**Document:**

[Begin]

The petition essentially raises only two issues for Our consideration because the second and third assignments of errors are interrelated. The first involves the procedural issue of whether or not the CA erred in not dismissing the appeal of respondent PPI for failure to cite the page reference of the original records in its appellate brief. The second is the substantive issue of whether or not the CA erred in reversing the RTC decision compelling PPI to execute new lease contracts.

We shall first deal with the procedural issue.

Lack of page reference in the appellant's brief is a mere formal defect which does not warrant dismissal of the appeal; liberal application of rules of procedure should be applied.

Marman argues that the CA should have dismissed the appeal of petitioner outright because PPI's appellate brief did not make any page reference to the records or rollo of the case as required under Section 13, Rule 44 of the 1997 Rules of Civil Procedure.[29] Marman claims that the absence of the required page reference rendered the appellate brief "nothing more than a pleading filled with unsupported allegations and contentions."[30] Marman insists on strict compliance with the rules of procedure in accordance with the legal principle that an appeal is a mere statutory privilege, which must be exercised only in accordance with law or appropriate procedures.

[End]

**Task instructions:** Set down, word for word, the part of the decision from "The petition essentially" to "new lease contracts.". Rely solely on the decision above, without drawing on any outside source.

**Raw data:**
[Begin]

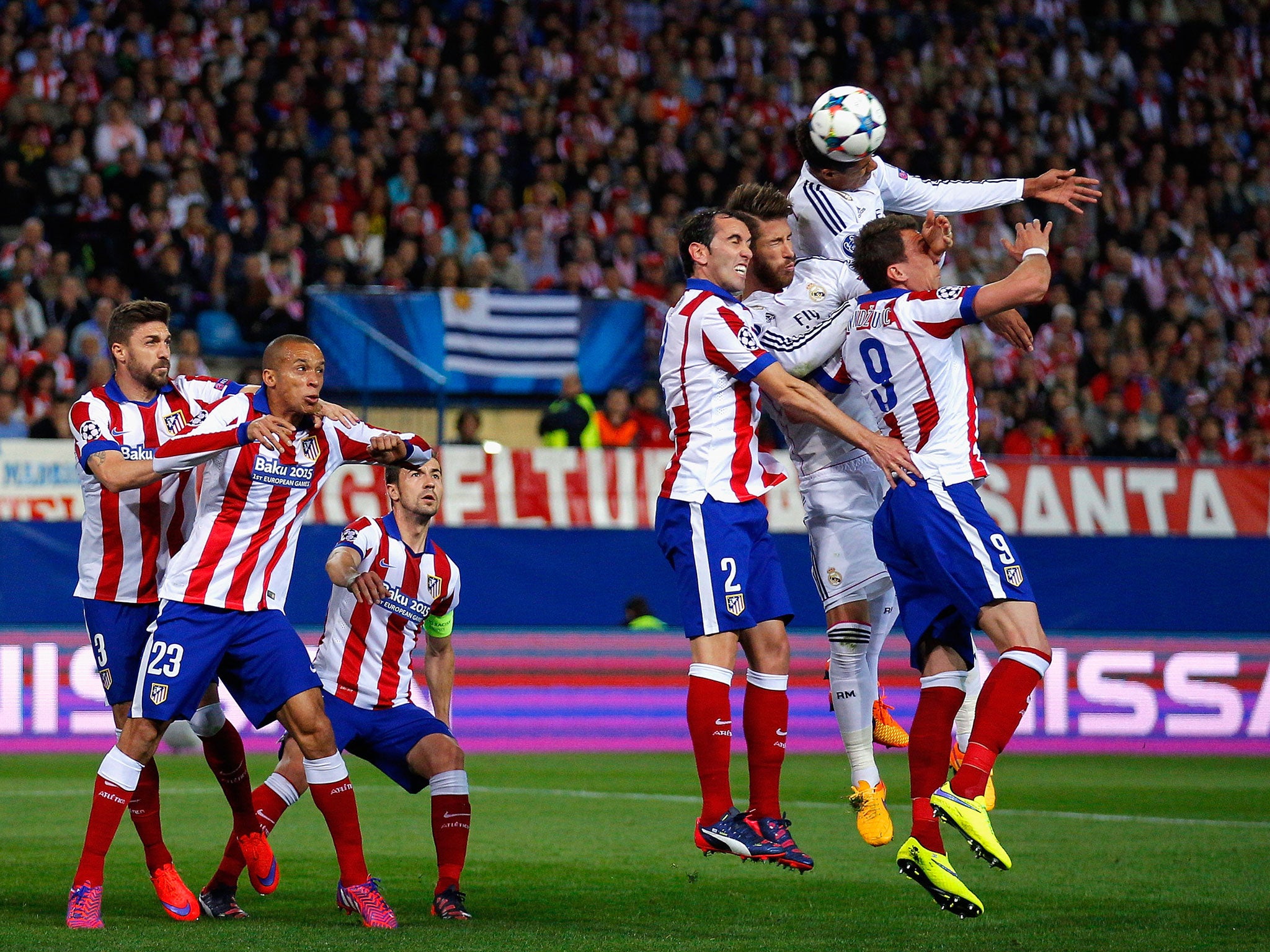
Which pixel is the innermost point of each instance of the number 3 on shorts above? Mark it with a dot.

[End]

**Expected answer:**
The petition essentially raises only two issues for Our consideration because the second and third assignments of errors are interrelated. The first involves the procedural issue of whether or not the CA erred in not dismissing the appeal of respondent PPI for failure to cite the page reference of the original records in its appellate brief. The second is the substantive issue of whether or not the CA erred in reversing the RTC decision compelling PPI to execute new lease contracts.